YOUR TASK –
Go over the data and work out how many lines include the word "floor". Give that number only.

Dataset excerpts
□ □ □

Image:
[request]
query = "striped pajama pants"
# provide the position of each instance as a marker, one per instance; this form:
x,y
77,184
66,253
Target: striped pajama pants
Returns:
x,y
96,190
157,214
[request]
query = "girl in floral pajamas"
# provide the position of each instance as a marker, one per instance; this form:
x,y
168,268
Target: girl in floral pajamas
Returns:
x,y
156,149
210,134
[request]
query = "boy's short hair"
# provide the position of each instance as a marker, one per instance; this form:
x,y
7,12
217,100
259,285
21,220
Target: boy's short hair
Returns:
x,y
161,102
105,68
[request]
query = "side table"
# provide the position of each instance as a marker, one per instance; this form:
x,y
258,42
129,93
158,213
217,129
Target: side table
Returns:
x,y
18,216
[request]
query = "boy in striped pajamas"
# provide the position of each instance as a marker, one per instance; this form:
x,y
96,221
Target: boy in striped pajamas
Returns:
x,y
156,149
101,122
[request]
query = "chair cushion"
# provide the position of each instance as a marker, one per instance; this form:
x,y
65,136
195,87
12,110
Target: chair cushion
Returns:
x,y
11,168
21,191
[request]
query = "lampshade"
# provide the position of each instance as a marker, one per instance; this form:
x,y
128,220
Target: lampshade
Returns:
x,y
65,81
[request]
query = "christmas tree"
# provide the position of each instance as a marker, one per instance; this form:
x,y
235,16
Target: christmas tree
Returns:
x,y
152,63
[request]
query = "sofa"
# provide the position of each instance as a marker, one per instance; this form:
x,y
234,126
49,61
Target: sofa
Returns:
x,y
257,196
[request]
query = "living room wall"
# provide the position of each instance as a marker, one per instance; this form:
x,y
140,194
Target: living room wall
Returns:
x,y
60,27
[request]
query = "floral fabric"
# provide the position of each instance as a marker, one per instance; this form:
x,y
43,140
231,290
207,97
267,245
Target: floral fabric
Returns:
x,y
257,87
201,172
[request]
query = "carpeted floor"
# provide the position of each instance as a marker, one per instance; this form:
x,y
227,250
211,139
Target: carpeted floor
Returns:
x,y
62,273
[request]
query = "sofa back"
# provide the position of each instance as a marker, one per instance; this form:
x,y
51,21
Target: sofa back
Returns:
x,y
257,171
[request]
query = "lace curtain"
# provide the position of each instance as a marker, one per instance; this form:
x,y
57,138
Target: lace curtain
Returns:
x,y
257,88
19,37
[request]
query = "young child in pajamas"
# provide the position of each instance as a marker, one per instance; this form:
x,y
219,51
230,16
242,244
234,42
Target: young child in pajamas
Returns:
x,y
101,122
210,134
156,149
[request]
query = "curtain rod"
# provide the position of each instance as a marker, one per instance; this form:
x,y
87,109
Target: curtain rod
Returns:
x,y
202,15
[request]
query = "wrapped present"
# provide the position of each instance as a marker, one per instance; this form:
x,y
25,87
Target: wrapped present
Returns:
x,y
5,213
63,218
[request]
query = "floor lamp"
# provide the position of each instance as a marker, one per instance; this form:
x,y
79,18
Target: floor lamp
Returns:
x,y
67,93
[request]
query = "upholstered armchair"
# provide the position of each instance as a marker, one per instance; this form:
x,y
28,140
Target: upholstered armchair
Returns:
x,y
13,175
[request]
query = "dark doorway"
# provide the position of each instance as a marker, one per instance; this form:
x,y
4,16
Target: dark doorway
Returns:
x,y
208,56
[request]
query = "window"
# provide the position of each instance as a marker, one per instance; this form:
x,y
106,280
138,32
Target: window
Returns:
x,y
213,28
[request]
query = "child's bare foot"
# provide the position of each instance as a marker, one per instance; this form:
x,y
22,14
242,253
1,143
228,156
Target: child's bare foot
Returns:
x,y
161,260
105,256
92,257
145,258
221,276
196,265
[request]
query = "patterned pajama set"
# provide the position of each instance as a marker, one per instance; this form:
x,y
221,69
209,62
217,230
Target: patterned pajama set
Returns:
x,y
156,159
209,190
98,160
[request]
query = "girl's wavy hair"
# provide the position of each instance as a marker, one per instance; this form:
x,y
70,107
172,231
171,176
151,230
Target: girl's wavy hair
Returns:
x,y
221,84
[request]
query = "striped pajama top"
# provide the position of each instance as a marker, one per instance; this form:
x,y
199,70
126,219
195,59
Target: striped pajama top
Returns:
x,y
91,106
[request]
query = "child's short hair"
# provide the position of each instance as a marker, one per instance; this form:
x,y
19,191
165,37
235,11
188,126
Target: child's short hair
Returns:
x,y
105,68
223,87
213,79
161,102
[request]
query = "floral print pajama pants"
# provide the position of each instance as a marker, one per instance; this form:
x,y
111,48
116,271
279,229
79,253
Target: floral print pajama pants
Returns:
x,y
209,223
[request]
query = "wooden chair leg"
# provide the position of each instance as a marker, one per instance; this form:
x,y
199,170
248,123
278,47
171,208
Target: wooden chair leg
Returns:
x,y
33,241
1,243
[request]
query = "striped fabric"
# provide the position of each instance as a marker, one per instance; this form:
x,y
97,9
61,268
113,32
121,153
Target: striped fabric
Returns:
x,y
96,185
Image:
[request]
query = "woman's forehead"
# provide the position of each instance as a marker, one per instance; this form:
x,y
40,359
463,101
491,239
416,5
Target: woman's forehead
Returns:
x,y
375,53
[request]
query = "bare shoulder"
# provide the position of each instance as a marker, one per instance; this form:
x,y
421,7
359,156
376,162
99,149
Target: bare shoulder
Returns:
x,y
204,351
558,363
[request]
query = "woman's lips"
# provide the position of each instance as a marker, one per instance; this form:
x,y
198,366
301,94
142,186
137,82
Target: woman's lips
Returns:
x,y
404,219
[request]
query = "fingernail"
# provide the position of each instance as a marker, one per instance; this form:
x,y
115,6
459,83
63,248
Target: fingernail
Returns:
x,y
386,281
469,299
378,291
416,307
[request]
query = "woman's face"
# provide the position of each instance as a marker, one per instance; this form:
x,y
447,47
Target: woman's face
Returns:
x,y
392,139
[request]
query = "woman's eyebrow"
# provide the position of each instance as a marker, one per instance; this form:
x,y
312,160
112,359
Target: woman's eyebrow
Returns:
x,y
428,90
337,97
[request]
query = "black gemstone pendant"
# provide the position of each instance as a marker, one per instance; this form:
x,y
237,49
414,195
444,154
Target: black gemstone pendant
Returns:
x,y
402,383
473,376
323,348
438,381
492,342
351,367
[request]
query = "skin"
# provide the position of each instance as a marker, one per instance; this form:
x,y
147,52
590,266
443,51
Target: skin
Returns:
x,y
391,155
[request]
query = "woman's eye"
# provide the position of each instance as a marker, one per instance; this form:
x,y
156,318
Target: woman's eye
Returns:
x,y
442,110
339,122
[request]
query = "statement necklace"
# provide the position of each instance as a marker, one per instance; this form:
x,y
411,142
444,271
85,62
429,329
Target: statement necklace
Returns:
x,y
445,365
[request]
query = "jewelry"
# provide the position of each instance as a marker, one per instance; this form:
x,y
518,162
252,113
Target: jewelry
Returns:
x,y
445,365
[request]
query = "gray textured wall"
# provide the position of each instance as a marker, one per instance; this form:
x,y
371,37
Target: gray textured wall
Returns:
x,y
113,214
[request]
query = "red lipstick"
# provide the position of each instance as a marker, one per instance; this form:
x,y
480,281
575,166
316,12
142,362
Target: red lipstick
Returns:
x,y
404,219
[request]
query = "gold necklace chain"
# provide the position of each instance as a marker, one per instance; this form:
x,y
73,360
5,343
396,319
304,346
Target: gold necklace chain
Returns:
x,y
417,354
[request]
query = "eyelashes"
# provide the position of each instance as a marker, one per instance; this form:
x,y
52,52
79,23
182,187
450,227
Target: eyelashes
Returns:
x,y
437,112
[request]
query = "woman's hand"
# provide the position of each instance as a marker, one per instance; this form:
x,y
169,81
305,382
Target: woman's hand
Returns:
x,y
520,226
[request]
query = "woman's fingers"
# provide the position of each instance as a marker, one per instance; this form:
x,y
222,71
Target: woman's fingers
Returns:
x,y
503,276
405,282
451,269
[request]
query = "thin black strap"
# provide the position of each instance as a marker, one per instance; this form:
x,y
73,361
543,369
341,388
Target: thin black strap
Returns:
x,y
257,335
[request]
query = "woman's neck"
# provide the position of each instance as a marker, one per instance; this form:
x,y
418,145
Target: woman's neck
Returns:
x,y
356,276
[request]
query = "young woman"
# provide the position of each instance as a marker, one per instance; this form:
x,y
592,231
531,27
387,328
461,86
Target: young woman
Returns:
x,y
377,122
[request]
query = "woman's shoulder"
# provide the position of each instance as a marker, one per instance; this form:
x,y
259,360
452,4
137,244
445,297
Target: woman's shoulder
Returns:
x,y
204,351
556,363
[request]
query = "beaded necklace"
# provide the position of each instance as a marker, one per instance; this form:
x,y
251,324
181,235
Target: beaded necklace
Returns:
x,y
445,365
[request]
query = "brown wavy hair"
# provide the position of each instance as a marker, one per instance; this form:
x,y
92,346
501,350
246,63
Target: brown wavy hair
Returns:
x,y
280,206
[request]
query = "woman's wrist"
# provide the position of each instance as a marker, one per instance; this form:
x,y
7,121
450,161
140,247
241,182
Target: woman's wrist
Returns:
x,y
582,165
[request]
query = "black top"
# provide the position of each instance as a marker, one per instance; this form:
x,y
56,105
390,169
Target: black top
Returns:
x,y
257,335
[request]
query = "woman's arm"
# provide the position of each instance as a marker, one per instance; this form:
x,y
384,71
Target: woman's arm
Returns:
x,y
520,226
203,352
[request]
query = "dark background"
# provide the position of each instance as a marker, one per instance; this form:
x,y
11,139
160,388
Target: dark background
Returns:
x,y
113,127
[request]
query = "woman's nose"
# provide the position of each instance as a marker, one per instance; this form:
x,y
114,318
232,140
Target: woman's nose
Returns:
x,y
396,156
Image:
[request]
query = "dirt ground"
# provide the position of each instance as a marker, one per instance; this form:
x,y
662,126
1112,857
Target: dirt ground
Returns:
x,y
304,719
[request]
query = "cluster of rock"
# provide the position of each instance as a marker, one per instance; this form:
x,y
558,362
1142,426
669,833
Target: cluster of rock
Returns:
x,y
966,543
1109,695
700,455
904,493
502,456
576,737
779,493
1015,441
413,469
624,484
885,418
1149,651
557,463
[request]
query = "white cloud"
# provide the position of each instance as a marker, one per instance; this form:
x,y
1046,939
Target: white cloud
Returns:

□ □ □

RESULT OF THIS TASK –
4